EXERCISE DESCRIPTION: Does each statement agree with the text on European health systems below? Answer yes or no for each and quote the words that decide it. 1. The Pulse poll surveyed more than 500 general practitioners. 2. Pulse disclosed the methodology behind its survey. 3. Half of the poll's respondents had been asked to join a private firm.

TEXT PROVIDED:

In interviews with Health Affairs, government ministers in Germany and the Netherlands talk up market-oriented refinements to their universal health insurance systems for the future. But the news from Europe isn’t all happy: an unsettling survey in the United Kingdom finds that some physicians believe that the market will unravel the government-owned and -operated National Health Service (NHS) in the next decade.

The online poll of more than 500 general practitioners (GPs) conducted by Pulse, which describes itself as “UK’s leading medical weekly,” found that 84% believed that the NHS would not exist “as we know it” in ten years’ time and that only one-third believe that the NHS will be free at the point of use in the same amount of time.

Given that the publication does not disclose the survey’s methodology, it’s not clear whether the poll is reflective of British physicians’ attitudes. But it more than likely reveals an unease with some reforms within the NHS as well as incursions by the private market, including Richard Branson’s Virgin health centers, the first of which is scheduled to open this summer. Indeed, the Pulse poll reveals that one-quarter of its respondents had been asked to join a private firm, and the publication itself is mounting a campaign in opposition to the private clinics.

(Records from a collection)
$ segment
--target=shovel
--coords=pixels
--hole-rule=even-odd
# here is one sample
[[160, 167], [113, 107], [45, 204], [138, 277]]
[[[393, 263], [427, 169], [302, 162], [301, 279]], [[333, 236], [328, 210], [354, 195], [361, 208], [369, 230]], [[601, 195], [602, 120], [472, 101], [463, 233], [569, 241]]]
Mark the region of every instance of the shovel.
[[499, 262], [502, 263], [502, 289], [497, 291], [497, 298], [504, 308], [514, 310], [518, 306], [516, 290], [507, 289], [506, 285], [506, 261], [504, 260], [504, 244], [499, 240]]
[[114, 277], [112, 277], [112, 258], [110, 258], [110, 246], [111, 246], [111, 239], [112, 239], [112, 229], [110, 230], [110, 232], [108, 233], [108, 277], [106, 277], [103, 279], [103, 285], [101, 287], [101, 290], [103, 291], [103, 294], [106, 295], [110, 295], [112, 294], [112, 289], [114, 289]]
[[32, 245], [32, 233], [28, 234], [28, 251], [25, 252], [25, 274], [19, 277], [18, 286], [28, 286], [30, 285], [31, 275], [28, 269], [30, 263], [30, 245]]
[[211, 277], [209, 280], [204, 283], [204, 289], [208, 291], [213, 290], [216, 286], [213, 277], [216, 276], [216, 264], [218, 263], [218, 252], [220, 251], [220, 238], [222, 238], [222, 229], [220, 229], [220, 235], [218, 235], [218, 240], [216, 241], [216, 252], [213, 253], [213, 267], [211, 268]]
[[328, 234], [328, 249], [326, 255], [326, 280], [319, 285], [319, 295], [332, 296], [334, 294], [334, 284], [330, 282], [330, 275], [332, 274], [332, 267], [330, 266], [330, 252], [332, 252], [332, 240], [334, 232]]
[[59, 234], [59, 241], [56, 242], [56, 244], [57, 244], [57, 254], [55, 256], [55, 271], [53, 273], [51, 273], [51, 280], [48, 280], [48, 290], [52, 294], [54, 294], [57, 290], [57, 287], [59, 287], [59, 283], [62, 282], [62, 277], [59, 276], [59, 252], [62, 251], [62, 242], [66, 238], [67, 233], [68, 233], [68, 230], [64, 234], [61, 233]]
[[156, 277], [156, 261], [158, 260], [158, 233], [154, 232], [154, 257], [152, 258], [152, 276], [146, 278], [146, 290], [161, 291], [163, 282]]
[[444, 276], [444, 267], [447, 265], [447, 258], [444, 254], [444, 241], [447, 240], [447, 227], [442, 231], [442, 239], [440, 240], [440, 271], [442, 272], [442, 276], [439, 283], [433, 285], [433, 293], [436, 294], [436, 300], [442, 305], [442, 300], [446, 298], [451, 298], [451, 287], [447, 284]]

REPLY:
1. Yes: "The online poll of more than 500 general practitioners (GPs) conducted by Pulse"
2. No: "the publication does not disclose the survey’s methodology"
3. No: "one-quarter of its respondents had been asked to join a private firm"